> **Directive**
Copy the listing below, substituting "widest part" for every occurrence of "thickest part" and leaving all other text untouched.

> **Provided records**
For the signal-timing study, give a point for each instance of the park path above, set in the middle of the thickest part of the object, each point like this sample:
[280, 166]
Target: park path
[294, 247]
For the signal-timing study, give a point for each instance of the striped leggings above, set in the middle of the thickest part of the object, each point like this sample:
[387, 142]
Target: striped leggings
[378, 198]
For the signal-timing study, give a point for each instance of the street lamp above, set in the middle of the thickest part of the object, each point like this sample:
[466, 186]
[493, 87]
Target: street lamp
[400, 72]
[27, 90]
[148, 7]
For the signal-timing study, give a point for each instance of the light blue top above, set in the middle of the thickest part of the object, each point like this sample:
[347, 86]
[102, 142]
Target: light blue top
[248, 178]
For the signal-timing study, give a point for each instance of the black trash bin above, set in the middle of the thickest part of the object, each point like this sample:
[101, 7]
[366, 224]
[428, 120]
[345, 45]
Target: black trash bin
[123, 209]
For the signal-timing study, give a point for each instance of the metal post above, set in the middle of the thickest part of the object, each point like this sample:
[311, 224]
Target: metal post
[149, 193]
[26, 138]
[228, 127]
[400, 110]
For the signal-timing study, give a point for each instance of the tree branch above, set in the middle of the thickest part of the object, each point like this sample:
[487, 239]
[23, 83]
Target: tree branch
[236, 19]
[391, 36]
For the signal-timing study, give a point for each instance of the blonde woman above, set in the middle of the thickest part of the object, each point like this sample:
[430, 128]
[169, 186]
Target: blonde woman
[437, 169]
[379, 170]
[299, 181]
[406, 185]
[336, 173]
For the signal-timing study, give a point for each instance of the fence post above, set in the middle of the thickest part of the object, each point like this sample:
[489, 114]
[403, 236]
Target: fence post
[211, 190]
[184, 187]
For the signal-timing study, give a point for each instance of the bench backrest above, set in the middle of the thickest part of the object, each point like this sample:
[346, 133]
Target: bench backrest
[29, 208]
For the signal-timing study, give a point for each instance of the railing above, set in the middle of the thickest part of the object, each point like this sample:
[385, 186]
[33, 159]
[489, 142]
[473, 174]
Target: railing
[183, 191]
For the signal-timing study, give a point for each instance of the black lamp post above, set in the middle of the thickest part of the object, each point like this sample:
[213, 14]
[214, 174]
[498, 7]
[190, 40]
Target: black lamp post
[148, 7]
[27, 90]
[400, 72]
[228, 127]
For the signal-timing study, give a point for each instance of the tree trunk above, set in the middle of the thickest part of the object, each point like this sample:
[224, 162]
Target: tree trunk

> **Task output**
For the signal-timing study, give a point for each instance of the park path above, set in the middle of the widest part of the object, each point like this sample:
[280, 166]
Target: park path
[294, 247]
For the signal-timing study, give a point for each instance of the striped leggings above, set in the middle of the widest part of the object, each point like this sample:
[387, 142]
Target: striped leggings
[378, 198]
For the signal-timing study, give a point for each instance of the street lamp above, set in the middle of the widest part of the object, each point like this sample:
[466, 186]
[493, 87]
Target: street lamp
[400, 72]
[27, 90]
[148, 7]
For the signal-timing study, give a point for each instance of the light blue top above, set in the middle of the widest part of the object, each point like this sample:
[347, 86]
[102, 142]
Target: light blue top
[248, 178]
For the signal-timing study, give a point for each instance of the black trash bin above, set in the middle of the widest part of the object, each point like this sample:
[101, 7]
[366, 224]
[428, 120]
[345, 45]
Target: black trash bin
[123, 209]
For the signal-timing study, give a point for each instance of the metal post above, set in the middle of the widest part of the object, each point like this sample:
[311, 224]
Target: metal post
[149, 193]
[26, 138]
[228, 127]
[400, 110]
For the signal-timing study, give a point for each instance of the tree branch above, set in the middle of the widest part of the object, each point like this sample:
[487, 239]
[23, 83]
Target: tree branch
[236, 19]
[391, 36]
For the signal-timing study, give a point for each instance of the blonde woman above, set in the middle of the widest part of the object, each point like this sample:
[430, 128]
[169, 186]
Target: blonde woman
[437, 169]
[379, 170]
[299, 181]
[406, 185]
[336, 173]
For the signal-timing study, give a point for each instance of the fence post above, set in the middle of the widest part of the object, each point like this sample:
[489, 114]
[403, 236]
Target: fence post
[211, 190]
[184, 187]
For the signal-timing study, give a point for each instance of the bench backrest above, set in the middle of the widest part of the object, each point like this sample:
[346, 133]
Target: bench backrest
[29, 208]
For the signal-timing study, give a point for each instance of the railing above, set in the middle of the widest part of the object, each point like this sample:
[385, 186]
[33, 159]
[489, 142]
[473, 174]
Target: railing
[183, 191]
For the signal-timing study, give a point for each instance of the black lamp post above, set in the middle of the widest part of the object, each point like this sample:
[213, 14]
[214, 174]
[498, 7]
[190, 40]
Target: black lamp post
[148, 7]
[27, 90]
[400, 72]
[228, 127]
For the signal-timing study, give a point for each instance of the tree trunk above, set in the middle of the widest part of the object, each point like this sample:
[224, 162]
Target: tree trunk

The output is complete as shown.